# K Touch advancing too many pages......



## Evenshade (Aug 12, 2009)

Has anyone else had this problem?  It's happened several times in the book I just finished....The Swan House.  With a page swipe/tap it advances several (and sometimes many) pages at a time instead of one.  The swipe up and down to advance from chapter to chapter wasn't enabled with this book.  I saw it touched on in another post, but no details.  I called Kindle CS and they had me to a hard restart and to call them back if it continues.  It's happened one other time since then on the same book, but I thought I'd see if it happens on my next book before I call them again.


----------



## PG4003 (Patricia) (Jan 30, 2010)

I've seen this question asked a few times.  Perhaps you are holding your finger too long on the screen when you do your page turns, it just takes a very light tap, not a swipe.


----------



## mikeschr (Dec 7, 2010)

PG4003 (Patricia) said:


> I've seen this question asked a few times. Perhaps you are holding your finger too long on the screen when you do your page turns, it just takes a very light tap, not a swipe.


You need to swipe if you want to use any part of the screen to turn the page. If you're going to tap, you have to make sure to reach to the correct region.


----------



## Toby (Nov 25, 2008)

This has happened to me a few times as well, I’ve read that a few other people have had this happen to them,


----------



## KingAl (Feb 21, 2011)

This has also happened to me occasionally. (Not often enough to be really annoying.)


Sent from my iPhone using Tapatalk


----------



## Khale (Feb 17, 2010)

I've encountered this problem on a number of occassions as well.  It can really make a book confusing if you don't realize there was a skip.


----------



## Benny Blades (Nov 18, 2011)

Just tap the screen anywhere outside of left margin.  Also, get used to using your bookmark (tap upper right corner) when you take a break from reading.


----------



## mom2karen (Aug 15, 2009)

I've been playing on a touch we're giving to my mom next week and having no problems with page turns. I was happy thinking I got a good one.  Then my 12yo dd borrowed it to read.  15 minutes later she comes down super frustrated because it is turning pages weird.  She reads on her iTouch all the time so knows how to tap, but couldn't work the Kindle touch.  I read on it again and had no problems.


----------



## Karen Lenfestey (Jan 18, 2012)

I got a Kindle Touch for Christmas. Sometimes I have this problem where more than one page advances, but even more frustrating is sometimes I swipe and the page won't turn at all. I tap, I swipe, (all on the right margin) I don't know what to do differently. Does anyone else have this problem or did I get a dud?


----------



## mom2karen (Aug 15, 2009)

You might have a dud, but try three things before contacting Amazon.

Get the new software update http://www.amazon.com/gp/help/customer/display.html/ref=hp_rel_topic?ie=UTF8&nodeId=200790650 and see if that helps.

Make sure all your books are indexed by searching for asdfgh in your items. If a book isn't indexed, it will show up then. Delete that book and see if that helped.

Have someone else try your touch and see if they are having the same problem. We have a touch that we're trying out and I have no problems with it, and my daughter has tons of skipping and page turn issues. That leads me to think it is user error for us.

If you still are having problems then ask Amazon to replace it, or exchange for a different style. Good luck!


----------



## booknerd (Feb 13, 2012)

Thought I was the only one with this problem. I would turn the Kindle off (well, turn the screensaver on) & when I would return I would be lost in the storyline. I would flip back a few pages to refresh my memory & NOTHING sounded familiar! Several pages later I would eventually find where I left off.

Angie


----------

▶ _What to produce_:
Copy the Kindle Touch thread from "You might have" to "if that helped.", changing "dud" to "lemon". The rows come from a separate source.

▶ _Data section_:
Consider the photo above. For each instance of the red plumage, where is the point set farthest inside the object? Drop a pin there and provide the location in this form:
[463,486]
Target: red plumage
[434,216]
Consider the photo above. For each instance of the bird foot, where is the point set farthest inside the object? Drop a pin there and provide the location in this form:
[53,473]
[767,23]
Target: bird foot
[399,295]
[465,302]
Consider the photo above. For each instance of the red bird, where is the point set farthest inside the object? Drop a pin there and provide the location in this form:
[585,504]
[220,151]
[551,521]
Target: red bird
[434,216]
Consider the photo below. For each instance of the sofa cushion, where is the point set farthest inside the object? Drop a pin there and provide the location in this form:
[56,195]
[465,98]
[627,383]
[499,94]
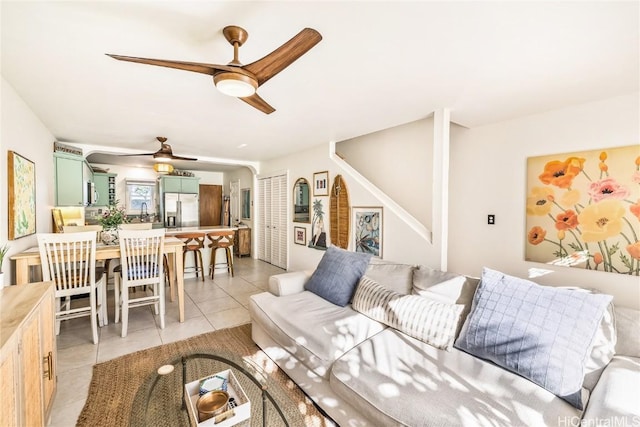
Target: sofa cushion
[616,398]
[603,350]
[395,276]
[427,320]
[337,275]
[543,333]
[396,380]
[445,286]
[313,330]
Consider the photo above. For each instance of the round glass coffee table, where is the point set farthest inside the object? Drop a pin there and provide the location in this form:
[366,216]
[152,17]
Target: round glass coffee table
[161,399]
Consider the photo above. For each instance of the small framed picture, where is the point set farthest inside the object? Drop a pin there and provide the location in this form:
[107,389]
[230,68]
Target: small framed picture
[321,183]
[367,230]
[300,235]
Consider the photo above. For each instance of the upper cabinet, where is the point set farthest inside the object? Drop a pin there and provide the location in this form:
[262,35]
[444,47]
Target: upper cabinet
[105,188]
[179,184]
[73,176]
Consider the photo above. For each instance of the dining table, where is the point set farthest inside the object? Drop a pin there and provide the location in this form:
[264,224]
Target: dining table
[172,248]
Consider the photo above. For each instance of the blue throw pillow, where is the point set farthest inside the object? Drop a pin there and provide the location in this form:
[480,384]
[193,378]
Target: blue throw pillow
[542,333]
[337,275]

▶ _Written reply_:
You might have a lemon, but try three things before contacting Amazon.

Get the new software update http://www.amazon.com/gp/help/customer/display.html/ref=hp_rel_topic?ie=UTF8&nodeId=200790650 and see if that helps.

Make sure all your books are indexed by searching for asdfgh in your items. If a book isn't indexed, it will show up then. Delete that book and see if that helped.